> _ACTIVITY 1_
Reproduce everything from "- Coca-Cola Eurochart" down to "25 December 1997)" in the text on Linda de Mol, changing "Love Letters" to "Love Songs".
> _ACTIVITY 2_
Write what comes next in the text on Linda de Mol's television career, picking up after its final line.

> _EXTRACTED TEXT_
|---|

Linda de Mol made her television debut at age 12 in Wat je zegt ben je zelf, a programme largely made by children for the Dutch AVRO public (non-profit) broadcasting organization.

In 1984, she resurfaced on Sky Channel, hosting English language music programmes such as Coca-Cola Eurochart Top 50 and In touch with the Dutch (some of Endemol's first productions). From 1986 onwards, De Mol announced cartoons on The DJ Kat Show named after her feline sidekick played by US-exile puppeteer Robbie Hahn. In 1990, some of the scripts for Billy Hot Dog were re-written and shown on TROS' Wednesday evening slot.

De Mol went on to present shows and quizzes, such as Miljoenenjacht (the original version of Deal or No Deal), De Slimste, and M/V. From 2005 until 2009, De Mol starred in the weekly drama series Gooische Vrouwen on RTL 4 (originally on Tien).

De Mol presented the quiz show Briljante Breinen in 2025. The show ended after one season.

== Programs ==

===Dutch and English ===

- Coca-Cola Eurochart Top 50
- The DJ Kat Show
- In touch with the Dutch
- Linda (talk show)
- Billy Hot Dog
- A to Z
- Dierenbingo (Dutch for "Animal Bingo")
- De leukste thuis
- Love Letters
- Homerun (as of 25 December 1997)
- Spangen (as of 1999)
- Postcodeloterij Miljoenenjacht (Dutch for "Million hunt", the original version of Deal or No Deal)
- Gooische vrouwen (as of 2005) (Dutch for "Women from the Gooi", a rich neighbourhood in the Netherlands)
- Linda en Beau op zondag (Dutch for "Linda and Beau on Sundays")
- De Slimste (Dutch for "The Smartest")
- De Gouden Kooi (as of 2006) (Dutch for "The Golden Cage")
- M/V (as of 16 November 2006, with Beau van Erven Dorens) (Dutch for "Man/Woman")
- Just the Two of Us (as of 11 March 2007, with Gordon)
- Ik hou van Holland (Dutch for "I Love Holland", the original version of I Love My Country)
- Iedereen is gek op Jack (as of February 2011) (Dutch remake of Everybody loves Raymond)
- Familie Kruys (as of April 2015)

===German ===

- Traumhochzeit (1992–2000, start 19 January 1992, RTL) (2008, ZDF)
- Kollegen, Kollegen (1992, start: 15 September 1992)
- Surprise Show (1994, start 30 October 1994, with Kai Pflaume)
- Hausfieber (1998–1999, start 3 January 1998)
- Kinder für Kinder (UNESCO, 25 December 1993 + 13 November 1994)

|---|

> _Text-to-region grounding data_
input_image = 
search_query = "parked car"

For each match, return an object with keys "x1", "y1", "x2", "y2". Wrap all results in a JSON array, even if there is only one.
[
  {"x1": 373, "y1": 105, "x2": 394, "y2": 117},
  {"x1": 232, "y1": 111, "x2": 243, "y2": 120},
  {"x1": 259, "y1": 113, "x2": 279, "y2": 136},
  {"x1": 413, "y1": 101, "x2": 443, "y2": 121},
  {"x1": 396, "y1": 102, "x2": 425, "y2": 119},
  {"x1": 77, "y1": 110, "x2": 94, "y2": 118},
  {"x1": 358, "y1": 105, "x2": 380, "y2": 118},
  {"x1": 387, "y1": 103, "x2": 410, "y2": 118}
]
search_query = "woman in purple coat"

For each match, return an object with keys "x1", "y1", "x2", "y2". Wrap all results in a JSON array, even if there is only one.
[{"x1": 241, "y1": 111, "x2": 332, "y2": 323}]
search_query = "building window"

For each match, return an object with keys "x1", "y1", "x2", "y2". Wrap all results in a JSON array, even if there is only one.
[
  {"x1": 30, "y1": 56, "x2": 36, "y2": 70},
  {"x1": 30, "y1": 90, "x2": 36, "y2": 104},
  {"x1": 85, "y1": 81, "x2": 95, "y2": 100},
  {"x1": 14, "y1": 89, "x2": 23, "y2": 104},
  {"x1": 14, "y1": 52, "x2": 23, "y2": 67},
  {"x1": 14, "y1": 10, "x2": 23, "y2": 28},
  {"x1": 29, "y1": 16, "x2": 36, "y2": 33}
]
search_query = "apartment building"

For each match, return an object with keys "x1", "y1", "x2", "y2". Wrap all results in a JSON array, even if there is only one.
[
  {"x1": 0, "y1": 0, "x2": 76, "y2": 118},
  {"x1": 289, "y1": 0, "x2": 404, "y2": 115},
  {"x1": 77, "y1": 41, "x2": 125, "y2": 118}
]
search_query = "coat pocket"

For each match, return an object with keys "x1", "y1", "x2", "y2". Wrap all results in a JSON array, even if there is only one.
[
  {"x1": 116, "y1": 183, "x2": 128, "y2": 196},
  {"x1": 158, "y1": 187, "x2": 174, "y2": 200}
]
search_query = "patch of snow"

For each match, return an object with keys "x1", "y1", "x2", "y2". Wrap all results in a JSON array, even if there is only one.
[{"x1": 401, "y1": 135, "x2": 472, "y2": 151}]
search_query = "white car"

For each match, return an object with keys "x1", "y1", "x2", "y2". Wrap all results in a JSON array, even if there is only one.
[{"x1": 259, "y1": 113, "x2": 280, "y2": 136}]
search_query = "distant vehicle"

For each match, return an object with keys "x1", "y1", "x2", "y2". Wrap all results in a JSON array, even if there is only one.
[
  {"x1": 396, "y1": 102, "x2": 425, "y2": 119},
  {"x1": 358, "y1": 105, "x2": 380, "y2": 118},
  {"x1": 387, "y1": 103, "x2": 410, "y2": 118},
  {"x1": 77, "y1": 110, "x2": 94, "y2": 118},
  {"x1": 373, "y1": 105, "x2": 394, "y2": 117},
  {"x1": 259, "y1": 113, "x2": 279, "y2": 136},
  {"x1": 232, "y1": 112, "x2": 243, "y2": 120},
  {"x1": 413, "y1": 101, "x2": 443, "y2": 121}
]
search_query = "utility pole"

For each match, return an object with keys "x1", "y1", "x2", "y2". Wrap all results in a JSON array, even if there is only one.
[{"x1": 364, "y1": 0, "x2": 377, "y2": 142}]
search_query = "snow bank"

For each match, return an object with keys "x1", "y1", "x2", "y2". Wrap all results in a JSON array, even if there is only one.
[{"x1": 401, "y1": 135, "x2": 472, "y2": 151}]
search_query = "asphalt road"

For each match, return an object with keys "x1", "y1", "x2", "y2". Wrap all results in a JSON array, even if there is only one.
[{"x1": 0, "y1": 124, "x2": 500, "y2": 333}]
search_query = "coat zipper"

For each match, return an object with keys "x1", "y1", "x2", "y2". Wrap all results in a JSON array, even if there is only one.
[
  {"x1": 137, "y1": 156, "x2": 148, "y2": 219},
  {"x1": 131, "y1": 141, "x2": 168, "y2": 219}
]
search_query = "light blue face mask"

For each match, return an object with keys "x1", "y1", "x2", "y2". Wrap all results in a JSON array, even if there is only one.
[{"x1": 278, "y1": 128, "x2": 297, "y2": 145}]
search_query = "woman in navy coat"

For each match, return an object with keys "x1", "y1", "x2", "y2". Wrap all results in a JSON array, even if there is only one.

|---|

> _ANSWER 1_
- Coca-Cola Eurochart Top 50
- The DJ Kat Show
- In touch with the Dutch
- Linda (talk show)
- Billy Hot Dog
- A to Z
- Dierenbingo (Dutch for "Animal Bingo")
- De leukste thuis
- Love Songs
- Homerun (as of 25 December 1997)

> _ANSWER 2_
- Die Prominenten Playback Show (16 September 1995 en 7 December 1996)
- Soundmix-Show (30 December 1995 – 31 March 1996 and 4 January 1997 – 1 February 1997)
- Domino Day (1998–2002)
- Einer gegen 100 (2002, start: 12 January 2002)
- Der MillionenDeal (2004, SAT.1, start: 1 May 2004)
- Mr. Nanny (Ein Mann für Mama) (Film 2006)
- The Winner Is (2012, SAT.1)

==Filmography==
- Alice in Glamourland (2004)
- The Dark House (2009)
- Gooische Vrouwen (2011) (Dutch for: 'Women from the Gooi')
- Gooische Vrouwen 2 (2014)

==Music==
In 1991 De Mol released a Dutch-language album written by Henk Westbroek of the former band Het Goede Doel. Six years later Dino released De Mol's holiday CD single "Perfect Harmony", a duet with The Bold and the Beautiful star Jeff Trachta and featuring backing vocals by American singer Wendy Alane Wright.

==Personal life==
De Mol married her childhood sweetheart, jeweler Fred Reuter, on 23 August 1991. In September 1995 they divorced. Soon after, De Mol started dating director Sander Vahle. They moved in together a year later. The pair have two children, son Julian (born 1997) and daughter Noa (born 1999). On 31 October 2007 it was announced that De Mol and Vahle had officially separated. Since then De Mol has been in a relationship with composer and keyboardist Jeroen Rietbergen. On January 16, 2022, de Mol made a statement announcing the end of their relationship due to Rietbergen's confession of sexual misbehaviour at The Voice of Holland.